* TASK DESCRIPTION
Down to the last line, set down the material below exactly, excluding pictures.

[Start of section]

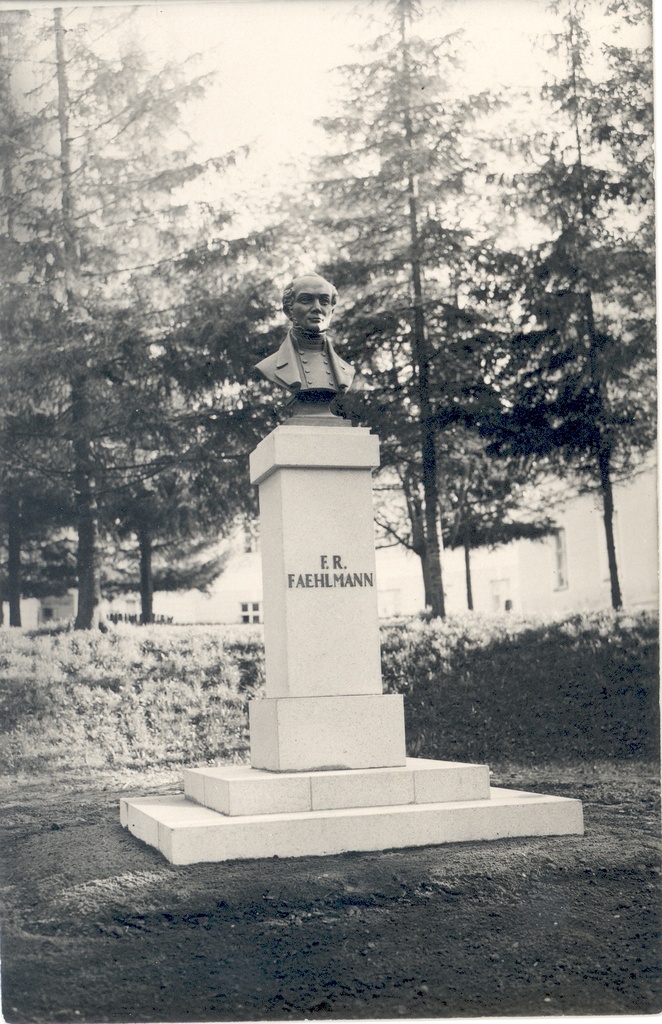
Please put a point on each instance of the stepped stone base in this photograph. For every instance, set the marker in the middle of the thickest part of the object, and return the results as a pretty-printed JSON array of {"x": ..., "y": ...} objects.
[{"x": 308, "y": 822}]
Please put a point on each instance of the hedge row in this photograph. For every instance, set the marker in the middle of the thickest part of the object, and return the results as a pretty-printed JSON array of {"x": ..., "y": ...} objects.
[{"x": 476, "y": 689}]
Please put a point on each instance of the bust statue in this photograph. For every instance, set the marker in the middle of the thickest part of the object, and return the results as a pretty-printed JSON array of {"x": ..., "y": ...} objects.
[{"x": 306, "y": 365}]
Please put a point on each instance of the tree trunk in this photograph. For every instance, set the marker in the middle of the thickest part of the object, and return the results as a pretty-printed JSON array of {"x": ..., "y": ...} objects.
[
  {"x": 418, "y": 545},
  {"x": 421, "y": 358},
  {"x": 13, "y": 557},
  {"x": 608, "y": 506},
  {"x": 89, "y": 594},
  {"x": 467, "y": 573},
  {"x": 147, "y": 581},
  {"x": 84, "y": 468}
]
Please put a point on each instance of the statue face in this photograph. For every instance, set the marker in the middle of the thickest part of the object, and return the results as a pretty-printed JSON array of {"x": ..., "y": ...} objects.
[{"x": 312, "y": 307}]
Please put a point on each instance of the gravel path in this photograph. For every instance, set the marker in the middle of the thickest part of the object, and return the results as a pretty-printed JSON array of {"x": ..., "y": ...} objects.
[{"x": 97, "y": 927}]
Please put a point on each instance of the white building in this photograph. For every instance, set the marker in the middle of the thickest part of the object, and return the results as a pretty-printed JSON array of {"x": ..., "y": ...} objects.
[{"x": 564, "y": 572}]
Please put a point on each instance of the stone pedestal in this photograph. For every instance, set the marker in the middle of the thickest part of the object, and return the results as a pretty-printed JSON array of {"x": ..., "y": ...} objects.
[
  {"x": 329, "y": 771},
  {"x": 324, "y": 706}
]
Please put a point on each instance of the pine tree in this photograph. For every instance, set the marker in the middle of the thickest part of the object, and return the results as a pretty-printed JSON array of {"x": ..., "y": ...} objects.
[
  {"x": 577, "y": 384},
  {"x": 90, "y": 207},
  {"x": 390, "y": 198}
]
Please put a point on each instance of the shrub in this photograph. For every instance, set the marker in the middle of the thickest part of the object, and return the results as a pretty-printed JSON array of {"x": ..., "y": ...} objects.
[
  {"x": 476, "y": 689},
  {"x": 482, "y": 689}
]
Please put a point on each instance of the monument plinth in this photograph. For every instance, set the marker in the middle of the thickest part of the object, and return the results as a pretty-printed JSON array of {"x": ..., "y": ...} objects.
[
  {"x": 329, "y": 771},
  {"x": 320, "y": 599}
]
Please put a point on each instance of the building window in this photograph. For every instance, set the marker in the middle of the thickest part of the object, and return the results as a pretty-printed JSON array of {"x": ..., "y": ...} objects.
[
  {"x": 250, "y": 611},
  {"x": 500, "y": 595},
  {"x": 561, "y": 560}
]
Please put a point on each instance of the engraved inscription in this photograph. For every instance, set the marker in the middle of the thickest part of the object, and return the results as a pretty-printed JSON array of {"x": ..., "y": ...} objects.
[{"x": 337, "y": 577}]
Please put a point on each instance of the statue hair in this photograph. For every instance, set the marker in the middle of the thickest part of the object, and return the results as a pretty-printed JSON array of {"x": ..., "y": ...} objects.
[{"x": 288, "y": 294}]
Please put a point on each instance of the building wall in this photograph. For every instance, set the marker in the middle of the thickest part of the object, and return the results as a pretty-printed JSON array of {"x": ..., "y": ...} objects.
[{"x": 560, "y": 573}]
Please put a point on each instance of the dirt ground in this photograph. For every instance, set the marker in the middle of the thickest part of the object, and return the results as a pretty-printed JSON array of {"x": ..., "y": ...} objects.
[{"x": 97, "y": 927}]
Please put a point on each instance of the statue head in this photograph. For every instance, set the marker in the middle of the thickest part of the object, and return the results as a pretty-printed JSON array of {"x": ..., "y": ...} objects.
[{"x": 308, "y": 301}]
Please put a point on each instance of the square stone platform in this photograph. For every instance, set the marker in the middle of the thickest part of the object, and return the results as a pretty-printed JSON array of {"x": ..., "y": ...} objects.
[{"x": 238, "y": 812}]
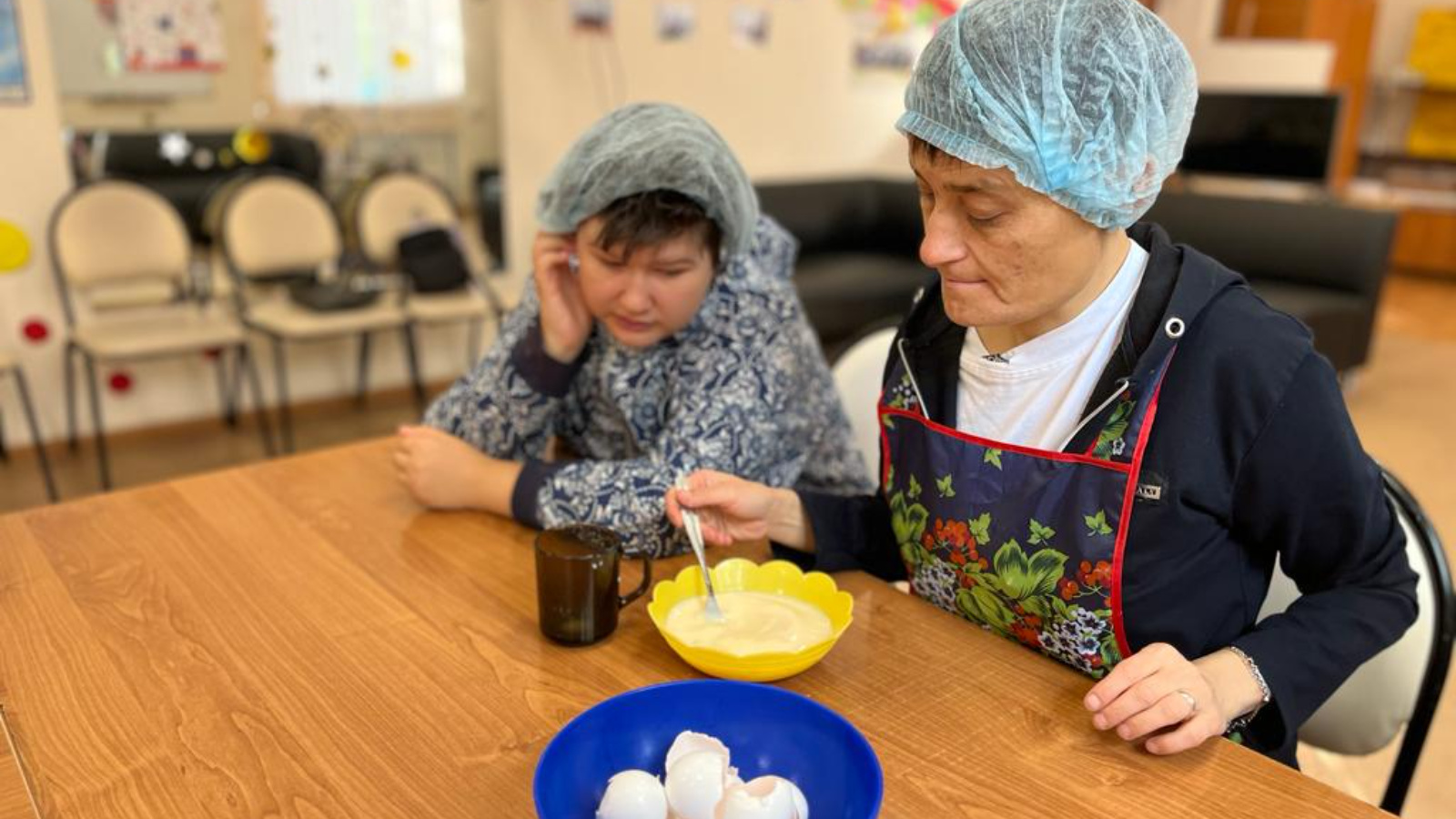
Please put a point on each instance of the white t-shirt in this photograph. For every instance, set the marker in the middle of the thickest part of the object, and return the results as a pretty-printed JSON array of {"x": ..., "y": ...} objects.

[End of section]

* RESPONSE TO THIS TASK
Please put a point on each instance of the stepped stone base in this photograph. For every instance, set the marker in the middle of the thickest part of the object, and return the results as a pretty-printed JSON array of {"x": ..., "y": ...} objects.
[{"x": 308, "y": 822}]
Please put a point on each instance of the hedge row in this photograph. For every instance, set the marker in the middle of the thickest part of the object, and return the results as a pretty-printed JSON array of {"x": ..., "y": ...} objects.
[{"x": 476, "y": 689}]
Please put a point on each instance of the bust statue in this photograph. For every instance, set the marker in the middle of the thickest part of the object, and return the results as a pretty-printed JSON array of {"x": ..., "y": ...} objects.
[{"x": 306, "y": 365}]
Please put a point on each instance of the tree trunk in this photograph. For every instance, set the marker in the middle of the thickest part of the object, and return the results as a pretty-printed JSON array of {"x": ..., "y": ...} objects.
[
  {"x": 418, "y": 545},
  {"x": 421, "y": 358},
  {"x": 13, "y": 557},
  {"x": 608, "y": 506},
  {"x": 89, "y": 594},
  {"x": 467, "y": 573},
  {"x": 147, "y": 581},
  {"x": 84, "y": 468}
]
Please put a point on each instance of the statue face in this photograph. For every instance, set the marker in the middle of the thickest part of the object, and return the results as a pretty-printed JSON array of {"x": ..., "y": ...} objects.
[{"x": 312, "y": 307}]
Please put a point on each instance of the gravel path in this photograph. For every instance, set the marker in the middle of the thickest part of the object, and return the results as a pretty-printed JSON array of {"x": ..., "y": ...} objects.
[{"x": 97, "y": 927}]
Please put a point on each instance of the white building in this photograph. For every instance, set the marker in the middle of the thickest part of the object, and return the results as a pretty-printed JSON array of {"x": ..., "y": ...} objects.
[{"x": 564, "y": 572}]
Please put a point on each instance of the stone pedestal in this photograph. For every instance, set the marker in the middle of the thickest part of the object, and return the results as a pretty-printed JSON array of {"x": ..., "y": ...} objects.
[
  {"x": 329, "y": 771},
  {"x": 324, "y": 706}
]
Please put a point on each instance of the pine tree in this photograph. For every instance, set the marker in the middle of the thickest part of the object, and return the results as a pretty-printed JSON array of {"x": ..., "y": ...} objects.
[
  {"x": 577, "y": 384},
  {"x": 90, "y": 207},
  {"x": 390, "y": 198}
]
Please put a point on each instance of the shrub in this photograph. For every instance, set the marker in the middle of the thickest part of the object, and return the results as a pretty-printed JSON array of {"x": ..., "y": ...} objects.
[
  {"x": 476, "y": 689},
  {"x": 482, "y": 689}
]
Please put a point on each instance of the monument plinth in this photograph. For every instance, set the marker in the middle of the thickest part of the object, and return the results as a pretty-printed JSON array of {"x": ..., "y": ...} objects.
[
  {"x": 329, "y": 771},
  {"x": 320, "y": 599}
]
Please put a point on each instance of the building window in this photograph. For every instance, set the marker in the middle of the thickest part of the object, and return the results as a pretty-printed JSON array of {"x": ..., "y": ...} objects.
[
  {"x": 250, "y": 611},
  {"x": 500, "y": 595},
  {"x": 561, "y": 560}
]
Please put a point on each instance of the engraved inscription in this photograph. For every instance, set the marker in the middle of the thickest part of the object, and return the results as a pretty-printed JSON array of {"x": ..., "y": ...} objects.
[{"x": 337, "y": 577}]
Please put a point on each instance of the statue hair in this photograph. For every instance, set the marker in the middle of the thickest part of the object, and return the results as a pretty-printed JSON array of {"x": ..., "y": ...} objects.
[{"x": 288, "y": 294}]
Please put a point on each instance of the building wall in this photograph. For every instance, set the marker in the middle of the thickest part of the object, and return the results as a pretty-printed JSON array of {"x": ..., "y": ...} objects.
[{"x": 560, "y": 573}]
Please put a point on each instance of the dirt ground in this photograph. For every instance, set the marker in the middle of the thickest part of the object, and return the results as a pretty-printed JSON array of {"x": ..., "y": ...} objects.
[{"x": 97, "y": 927}]
Please put a point on each instance of the statue head in this photograph. For every instance, set the marker in the middle of the thickest part of the object, and return the results as a pretty-printed JSON array of {"x": ..., "y": ...} objects.
[{"x": 308, "y": 301}]
Please put a point on each instance of the square stone platform in this photograph. For every instance, set the marker in the middle of the thickest part of the object, and return the results as a pretty-printed JSON array of {"x": ..., "y": ...} objects.
[{"x": 238, "y": 812}]
Please put a point on each instance of the white t-shirt in this photograph. For every instance, set the marker in the middle of the thickest part of the object, and return the results as a pretty-printed JSON array of {"x": ..., "y": ...} objects.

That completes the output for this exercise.